» **THE TASK**: Exact reproduction is required for all entries.

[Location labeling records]

━━━━

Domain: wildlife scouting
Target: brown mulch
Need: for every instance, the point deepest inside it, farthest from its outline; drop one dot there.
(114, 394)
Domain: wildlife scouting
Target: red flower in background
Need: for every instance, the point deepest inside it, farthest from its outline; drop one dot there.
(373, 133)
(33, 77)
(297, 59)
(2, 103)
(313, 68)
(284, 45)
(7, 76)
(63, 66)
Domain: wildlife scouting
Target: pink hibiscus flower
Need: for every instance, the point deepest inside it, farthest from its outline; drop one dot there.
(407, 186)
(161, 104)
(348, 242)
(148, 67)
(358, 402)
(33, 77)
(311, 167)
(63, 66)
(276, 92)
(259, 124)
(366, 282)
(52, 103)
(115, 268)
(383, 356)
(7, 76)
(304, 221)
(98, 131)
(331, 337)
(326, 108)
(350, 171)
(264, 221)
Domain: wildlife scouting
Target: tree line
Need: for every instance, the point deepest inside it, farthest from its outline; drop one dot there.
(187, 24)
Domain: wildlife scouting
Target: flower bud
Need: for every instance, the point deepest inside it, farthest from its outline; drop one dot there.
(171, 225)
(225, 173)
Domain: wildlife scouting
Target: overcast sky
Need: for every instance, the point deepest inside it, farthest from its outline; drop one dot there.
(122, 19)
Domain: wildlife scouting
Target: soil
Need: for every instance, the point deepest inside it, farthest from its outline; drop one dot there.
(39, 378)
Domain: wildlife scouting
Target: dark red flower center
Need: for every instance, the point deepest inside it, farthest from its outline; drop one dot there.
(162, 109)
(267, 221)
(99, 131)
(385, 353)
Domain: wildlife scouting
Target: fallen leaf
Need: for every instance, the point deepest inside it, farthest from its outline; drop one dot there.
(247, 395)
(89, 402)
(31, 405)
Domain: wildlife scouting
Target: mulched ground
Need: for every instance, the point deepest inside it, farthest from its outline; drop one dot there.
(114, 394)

━━━━

» **SOLUTION BELOW**:
Domain: wildlife scouting
Target: brown mulch
Need: for every instance, the point deepest inside it, farthest from its outline; drop one dot there.
(114, 394)
Domain: wildlife scouting
Target: red flower in background
Need: for every instance, the point deepest inside it, farthest from its outline; drop one dot there.
(373, 133)
(33, 77)
(297, 59)
(2, 103)
(313, 68)
(284, 45)
(7, 76)
(63, 66)
Domain: wildlife scouting
Target: pink hibiscus flower
Need: for every instance, the point deepest inside it, farthest from its outline; drop one dot there.
(407, 186)
(161, 104)
(348, 242)
(148, 67)
(358, 402)
(33, 77)
(311, 167)
(63, 66)
(276, 92)
(259, 124)
(366, 282)
(52, 103)
(115, 268)
(383, 356)
(7, 76)
(304, 221)
(98, 131)
(331, 337)
(326, 108)
(350, 171)
(264, 221)
Domain: wildlife scouting
Target: tree line
Need: for every instance, the point deepest inside it, farthest from its outline; drop one dot there.
(187, 24)
Domain: wildlife scouting
Target: flower bud
Need: for every instance, the point deepest inside it, farthest from its outline; drop one dot there.
(171, 225)
(225, 173)
Domain: wildlife scouting
Target: overcast sky
Need: for every instance, the point deepest inside it, farthest from its outline; drop one dot there.
(122, 19)
Domain: wildlife scouting
Target: soil
Need: for every instance, the point deepest inside it, farthest from its outline; drop one dot there.
(39, 378)
Domain: wildlife scouting
Target: dark red flower center
Need: for every instance, the point deepest inside it, farthest from its outline; drop one dot there.
(162, 109)
(267, 221)
(99, 131)
(385, 353)
Domain: wildlife scouting
Target: fallen leaf
Need: for every instance, the point deepest inside it, farthest from its outline; drop one dot there.
(247, 395)
(89, 402)
(31, 405)
Domain: wildlife scouting
Target: mulched ground
Need: for every instance, the point deepest inside it, farthest from its outline; drop one dot there.
(114, 394)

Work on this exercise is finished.